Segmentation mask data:
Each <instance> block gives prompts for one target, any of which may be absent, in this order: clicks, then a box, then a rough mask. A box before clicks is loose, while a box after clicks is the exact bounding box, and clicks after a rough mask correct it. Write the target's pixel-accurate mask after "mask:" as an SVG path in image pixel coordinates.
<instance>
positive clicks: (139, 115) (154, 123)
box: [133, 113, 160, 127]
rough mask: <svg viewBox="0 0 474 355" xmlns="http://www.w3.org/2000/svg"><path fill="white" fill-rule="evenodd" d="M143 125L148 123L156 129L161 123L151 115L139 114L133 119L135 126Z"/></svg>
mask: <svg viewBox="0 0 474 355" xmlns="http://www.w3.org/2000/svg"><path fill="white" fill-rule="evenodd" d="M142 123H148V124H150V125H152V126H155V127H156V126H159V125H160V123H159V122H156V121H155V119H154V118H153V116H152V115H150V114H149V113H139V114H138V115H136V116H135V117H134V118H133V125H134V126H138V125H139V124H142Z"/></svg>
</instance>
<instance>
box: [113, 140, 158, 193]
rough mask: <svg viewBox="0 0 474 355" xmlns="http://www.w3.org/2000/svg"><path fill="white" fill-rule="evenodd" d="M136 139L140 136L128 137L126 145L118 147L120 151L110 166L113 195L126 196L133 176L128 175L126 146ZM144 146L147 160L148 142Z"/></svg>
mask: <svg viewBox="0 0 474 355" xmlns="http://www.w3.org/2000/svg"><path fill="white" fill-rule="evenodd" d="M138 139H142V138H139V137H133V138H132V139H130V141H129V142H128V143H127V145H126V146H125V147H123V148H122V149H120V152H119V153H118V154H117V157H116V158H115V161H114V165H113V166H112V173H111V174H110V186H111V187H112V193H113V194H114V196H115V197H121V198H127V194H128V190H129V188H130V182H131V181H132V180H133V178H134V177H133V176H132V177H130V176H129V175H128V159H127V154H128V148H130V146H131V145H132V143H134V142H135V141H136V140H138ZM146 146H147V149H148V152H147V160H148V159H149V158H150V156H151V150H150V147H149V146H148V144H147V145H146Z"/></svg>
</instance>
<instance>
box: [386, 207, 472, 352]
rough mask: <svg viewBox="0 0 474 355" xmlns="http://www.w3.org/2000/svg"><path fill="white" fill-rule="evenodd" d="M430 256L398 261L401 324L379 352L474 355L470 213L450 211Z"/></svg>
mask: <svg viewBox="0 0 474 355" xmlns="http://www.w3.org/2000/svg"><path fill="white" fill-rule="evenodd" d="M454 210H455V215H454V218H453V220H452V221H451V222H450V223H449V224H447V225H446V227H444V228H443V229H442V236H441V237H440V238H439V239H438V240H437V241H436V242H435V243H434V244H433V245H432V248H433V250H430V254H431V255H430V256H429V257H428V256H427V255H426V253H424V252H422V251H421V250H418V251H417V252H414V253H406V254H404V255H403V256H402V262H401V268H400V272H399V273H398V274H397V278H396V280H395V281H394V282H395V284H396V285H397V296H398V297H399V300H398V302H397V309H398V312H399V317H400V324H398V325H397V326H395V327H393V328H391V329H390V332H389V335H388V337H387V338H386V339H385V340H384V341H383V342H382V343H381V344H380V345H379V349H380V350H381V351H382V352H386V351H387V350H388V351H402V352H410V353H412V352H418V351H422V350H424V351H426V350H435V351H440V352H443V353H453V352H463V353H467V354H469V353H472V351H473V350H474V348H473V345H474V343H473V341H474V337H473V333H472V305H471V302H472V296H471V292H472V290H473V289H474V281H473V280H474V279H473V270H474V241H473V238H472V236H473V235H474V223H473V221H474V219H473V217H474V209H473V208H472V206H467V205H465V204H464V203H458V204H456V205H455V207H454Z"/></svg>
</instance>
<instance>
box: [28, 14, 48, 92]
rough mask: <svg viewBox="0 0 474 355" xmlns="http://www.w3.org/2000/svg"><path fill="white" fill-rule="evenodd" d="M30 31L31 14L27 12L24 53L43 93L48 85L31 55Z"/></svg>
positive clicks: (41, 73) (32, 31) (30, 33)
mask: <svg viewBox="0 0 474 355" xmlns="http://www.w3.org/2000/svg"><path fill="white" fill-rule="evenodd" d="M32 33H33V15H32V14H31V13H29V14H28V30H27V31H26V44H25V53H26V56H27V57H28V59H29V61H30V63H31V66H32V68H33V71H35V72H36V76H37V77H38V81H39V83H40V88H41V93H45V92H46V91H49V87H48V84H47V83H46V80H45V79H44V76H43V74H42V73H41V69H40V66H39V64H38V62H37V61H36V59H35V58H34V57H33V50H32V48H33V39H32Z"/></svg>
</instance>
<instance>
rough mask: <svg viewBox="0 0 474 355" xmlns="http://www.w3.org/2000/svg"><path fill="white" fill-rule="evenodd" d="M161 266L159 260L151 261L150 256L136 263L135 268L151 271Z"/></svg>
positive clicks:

▶ **Instructions to follow**
Having looked over the entries above, reproduce all of them exactly.

▶ **Reply to the task**
Each <instance> block gives prompts for one target, any of which may be absent, in this order: clicks, then a box, then a rough mask. A box before clicks is loose, while a box after clicks is the exact bounding box, and clicks after a rough mask correct it. Write the target's pixel-accurate mask after "mask:" as an SVG path in image pixel coordinates.
<instance>
positive clicks: (139, 115) (154, 123)
box: [133, 113, 160, 127]
rough mask: <svg viewBox="0 0 474 355" xmlns="http://www.w3.org/2000/svg"><path fill="white" fill-rule="evenodd" d="M143 125L148 123L156 129L161 123L151 115L139 114L133 119L135 126Z"/></svg>
mask: <svg viewBox="0 0 474 355" xmlns="http://www.w3.org/2000/svg"><path fill="white" fill-rule="evenodd" d="M142 123H148V124H150V125H152V126H155V127H156V126H159V125H160V123H159V122H156V121H155V119H154V118H153V116H152V115H150V114H149V113H139V114H138V115H136V116H135V117H134V118H133V125H134V126H138V125H139V124H142Z"/></svg>
</instance>
<instance>
box: [113, 140, 158, 193]
rough mask: <svg viewBox="0 0 474 355" xmlns="http://www.w3.org/2000/svg"><path fill="white" fill-rule="evenodd" d="M136 139L140 136L128 137L126 145L118 147L120 151L110 166L113 195L126 196L133 176L128 175L126 146ZM144 146L147 160L148 142Z"/></svg>
mask: <svg viewBox="0 0 474 355" xmlns="http://www.w3.org/2000/svg"><path fill="white" fill-rule="evenodd" d="M138 139H142V138H139V137H133V138H132V139H130V141H129V142H128V143H127V145H126V146H125V147H123V148H122V149H120V152H119V153H118V154H117V157H116V158H115V161H114V165H113V166H112V173H111V174H110V186H111V187H112V193H113V194H114V196H115V197H121V198H127V194H128V190H129V188H130V182H131V181H132V180H133V178H134V177H133V176H132V177H130V176H129V175H128V159H127V154H128V148H130V146H131V145H132V143H134V142H135V141H136V140H138ZM146 146H147V149H148V152H147V160H148V159H149V158H150V156H151V150H150V147H149V146H148V144H147V145H146Z"/></svg>
</instance>
<instance>
box: [386, 207, 472, 352]
rough mask: <svg viewBox="0 0 474 355" xmlns="http://www.w3.org/2000/svg"><path fill="white" fill-rule="evenodd" d="M430 256L398 261L401 324L379 352L474 355L470 213L450 211Z"/></svg>
mask: <svg viewBox="0 0 474 355" xmlns="http://www.w3.org/2000/svg"><path fill="white" fill-rule="evenodd" d="M454 210H455V215H454V218H453V220H452V221H451V222H450V223H449V224H447V225H446V227H444V228H443V229H442V236H441V237H440V238H439V239H438V240H437V241H436V242H435V243H434V244H433V245H432V248H433V250H430V254H431V255H430V256H429V257H428V256H427V255H426V253H424V252H422V251H421V250H418V251H417V252H414V253H406V254H404V255H403V256H402V262H401V268H400V272H399V273H398V274H397V278H396V280H395V281H394V282H395V284H396V285H397V296H398V297H399V300H398V302H397V309H398V312H399V317H400V324H398V325H397V326H395V327H393V328H391V329H390V332H389V335H388V337H387V338H386V339H385V340H384V341H383V342H382V343H381V344H380V345H379V349H380V350H381V351H382V352H386V351H387V350H388V351H402V352H410V353H412V352H418V351H422V350H424V351H426V350H435V351H440V352H443V353H453V352H463V353H467V354H469V353H472V351H473V350H474V348H473V345H474V343H473V341H474V337H473V333H472V305H471V302H472V296H471V292H472V290H473V289H474V281H473V280H474V279H473V270H474V241H473V238H472V236H473V235H474V223H473V221H474V219H473V217H474V209H473V208H472V206H467V205H465V204H464V203H458V204H456V205H455V207H454Z"/></svg>
</instance>
<instance>
box: [28, 14, 48, 92]
rough mask: <svg viewBox="0 0 474 355" xmlns="http://www.w3.org/2000/svg"><path fill="white" fill-rule="evenodd" d="M30 31L31 14L27 12L24 53L43 93L48 85L31 55Z"/></svg>
positive clicks: (41, 73) (32, 31) (30, 33)
mask: <svg viewBox="0 0 474 355" xmlns="http://www.w3.org/2000/svg"><path fill="white" fill-rule="evenodd" d="M32 33H33V15H32V14H31V13H29V14H28V30H27V31H26V44H25V53H26V56H27V57H28V59H29V61H30V63H31V66H32V68H33V71H35V72H36V76H37V77H38V81H39V83H40V88H41V93H45V92H46V91H49V87H48V84H47V83H46V80H45V79H44V76H43V74H42V73H41V69H40V66H39V64H38V62H37V61H36V59H35V58H34V57H33V50H32V48H33V39H32Z"/></svg>
</instance>
<instance>
rough mask: <svg viewBox="0 0 474 355" xmlns="http://www.w3.org/2000/svg"><path fill="white" fill-rule="evenodd" d="M161 266L159 260L151 261L150 256L136 263L135 268L151 271Z"/></svg>
positive clicks:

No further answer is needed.